Task to carry out
Copy the records word for word, omitting all pictures.

Recorded data

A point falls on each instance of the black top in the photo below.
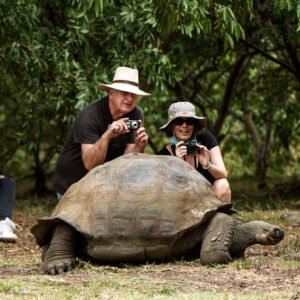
(90, 124)
(204, 138)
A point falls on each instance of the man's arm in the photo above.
(94, 154)
(141, 141)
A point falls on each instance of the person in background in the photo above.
(7, 199)
(101, 131)
(198, 148)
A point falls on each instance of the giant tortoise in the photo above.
(142, 207)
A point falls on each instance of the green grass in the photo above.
(21, 278)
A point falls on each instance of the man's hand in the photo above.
(117, 128)
(141, 138)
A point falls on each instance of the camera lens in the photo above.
(193, 149)
(134, 124)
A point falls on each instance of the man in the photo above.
(99, 133)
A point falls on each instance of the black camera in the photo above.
(191, 147)
(133, 124)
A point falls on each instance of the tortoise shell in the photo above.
(134, 207)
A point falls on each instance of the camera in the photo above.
(191, 147)
(133, 124)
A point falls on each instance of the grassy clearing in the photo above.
(267, 273)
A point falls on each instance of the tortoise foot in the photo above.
(60, 255)
(59, 266)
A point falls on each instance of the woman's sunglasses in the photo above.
(187, 121)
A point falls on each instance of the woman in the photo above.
(7, 199)
(183, 128)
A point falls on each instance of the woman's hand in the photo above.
(180, 151)
(203, 155)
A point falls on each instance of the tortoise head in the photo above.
(267, 234)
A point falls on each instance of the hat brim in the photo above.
(123, 87)
(201, 122)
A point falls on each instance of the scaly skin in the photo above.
(254, 232)
(61, 254)
(217, 238)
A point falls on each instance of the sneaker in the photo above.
(7, 228)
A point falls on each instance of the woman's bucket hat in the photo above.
(183, 110)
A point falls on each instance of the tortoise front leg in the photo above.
(61, 254)
(217, 239)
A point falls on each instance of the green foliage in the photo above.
(53, 54)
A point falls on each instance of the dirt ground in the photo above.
(272, 268)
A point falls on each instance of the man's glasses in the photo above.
(187, 121)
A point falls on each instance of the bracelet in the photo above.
(208, 166)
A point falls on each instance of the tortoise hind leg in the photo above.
(61, 255)
(217, 239)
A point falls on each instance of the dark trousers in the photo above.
(7, 197)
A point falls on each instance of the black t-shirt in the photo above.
(204, 138)
(89, 126)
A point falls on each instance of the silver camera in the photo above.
(133, 124)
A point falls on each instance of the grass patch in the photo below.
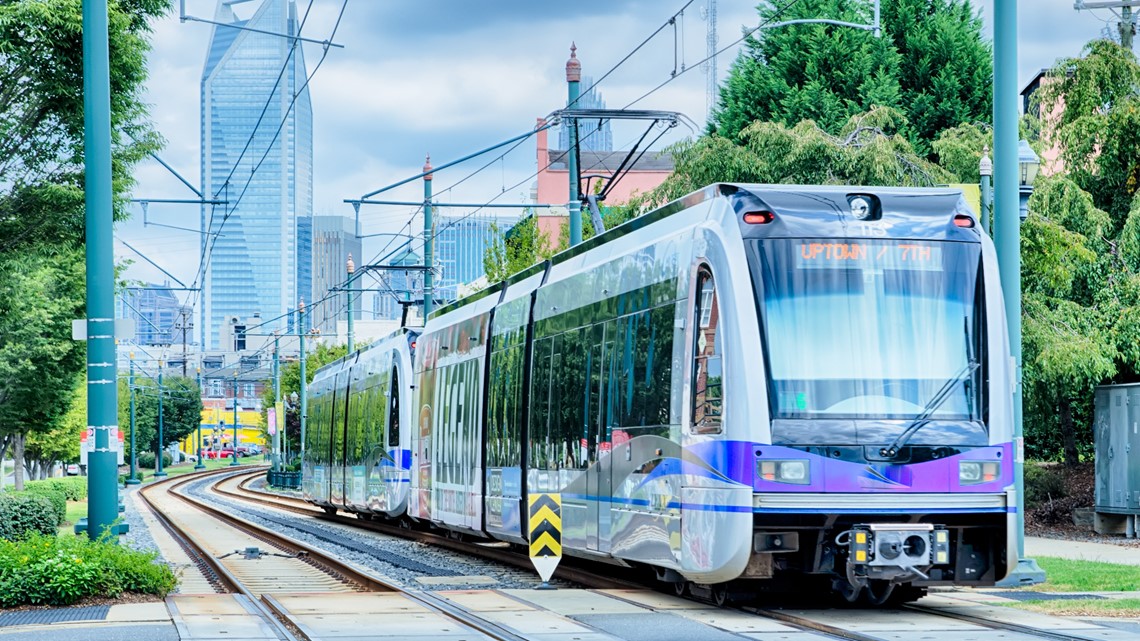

Exercise solution
A point falls on each instance of the black top in the photo below.
(90, 124)
(204, 138)
A point falls on each instance of the man's arm in the photo above.
(94, 154)
(141, 141)
A point falls on each instance of the person in background in the photo above.
(7, 199)
(101, 131)
(198, 148)
A point falls on each instance of the giant tortoise in the photo above.
(142, 207)
A point falls on each instance of the green grass in the photo above.
(21, 278)
A point falls on each instance of the man's hand in the photo above.
(117, 128)
(141, 138)
A point falls on each instance of the camera lens in the photo above.
(193, 149)
(134, 124)
A point falls on each instance of the man in the photo above.
(99, 133)
A point falls on each instance of the black camera in the photo above.
(191, 147)
(133, 124)
A point falls on each instance of the tortoise shell in the photo above.
(134, 207)
A point falls on each instance of the camera in the photo above.
(191, 147)
(133, 124)
A point falls on each instance of the grassy clearing in the photo above.
(267, 273)
A point falls on each instance of the tortoise foot in the photo above.
(60, 255)
(59, 266)
A point falls on each instance of the woman's sunglasses in the photo above.
(187, 121)
A point falls on each instance of the woman in the photo above.
(7, 199)
(183, 128)
A point falls on each instance of the woman's hand in the photo above.
(180, 151)
(203, 155)
A point falls on each instance of the tortoise head in the photo above.
(267, 234)
A point falls on each instance of the hat brim in the photo above.
(123, 87)
(201, 122)
A point falls on each instance of the scaly skin in the photo above.
(254, 232)
(61, 254)
(217, 238)
A point falls on each instance of the sneaker in the photo above.
(7, 228)
A point falls on each instance of the woman's bucket hat in the photo above.
(183, 110)
A point falls on each instance of the tortoise front leg in the photo above.
(61, 254)
(217, 239)
A point falls on each instance of the green foliage in the photo above.
(53, 54)
A point falls on each instance of the dirt ground in the photo above.
(272, 268)
A point falls on each instance of the man's glasses in the photo above.
(187, 121)
A point falls on each instance of the bracelet in the photo above.
(208, 166)
A point falls on each instance of the tortoise hind leg in the photo above.
(61, 255)
(217, 239)
A point falls on each instance of the dark trousers in the photo above.
(7, 197)
A point falls on each instance of the black t-shirt in the photo above.
(204, 138)
(89, 126)
A point falls on each instance of the silver camera in the photo above.
(133, 124)
A point falls on each instance of the grass patch in the photo below.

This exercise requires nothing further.